» **Text extract**:
______

On Bravais Colorings Associated with Periodic and Non-Periodic Crystals


Ma. Louise Antonette N. De Las Peñas* and Enrico Paolo C. Bugarin

Department of Mathematics, Ateneo de Manila University,
Loyola Heights, Quezon City 1108, Philippines
corresponding author: This email address is being protected from spambots. You need JavaScript enabled to view it.




In this work, a theory of color symmetry is presented that extends the ideas of traditional theories of color symmetry for periodic crystals to apply to non-periodic crystals. The color symmetries are associated to each of the crystalline sites and may correspond to different chemical species, various orientations of magnetic moments and colorings of a non-periodic tiling. In particular, we study the color symmetries of periodic and non-periodic structures via Bravais colorings of planar modules that emerge as the ring of integers in cyclotomic fields with class number one. Using an approach involving matrices, we arrive at necessary and sufficient conditions for determining the color symmetry groups and color fixing groups of the Bravais colorings associated with the modules Mn = Z[exp(2πi/n)], and list the findings for M15 = Z[exp(2πi/15)] and M16 = Z[exp(πi/8)]. In the second part of the paper, we discuss magnetic point groups of crystal and quasicrystal structures and give some examples of structures whose magnetic point group symmetries are described by Bravais colorings of planar modules.

______

» **Dataset excerpt**:
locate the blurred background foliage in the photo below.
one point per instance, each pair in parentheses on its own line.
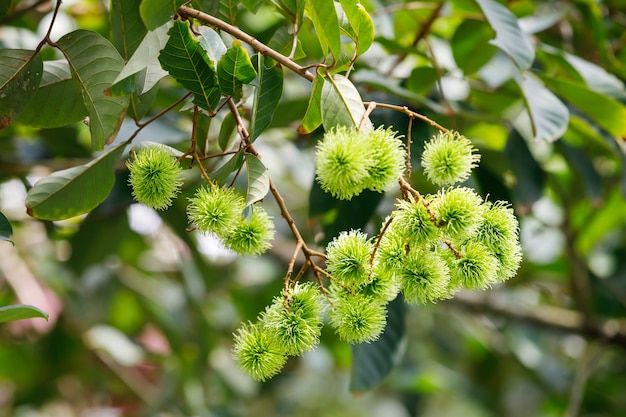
(142,311)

______

» **Set problem**:
Reproduce the stretch of the color symmetry abstract above from "Department of Mathematics, Ateneo" through "to view it.".

» **Solved exercise**:
Department of Mathematics, Ateneo de Manila University,
Loyola Heights, Quezon City 1108, Philippines
corresponding author: This email address is being protected from spambots. You need JavaScript enabled to view it.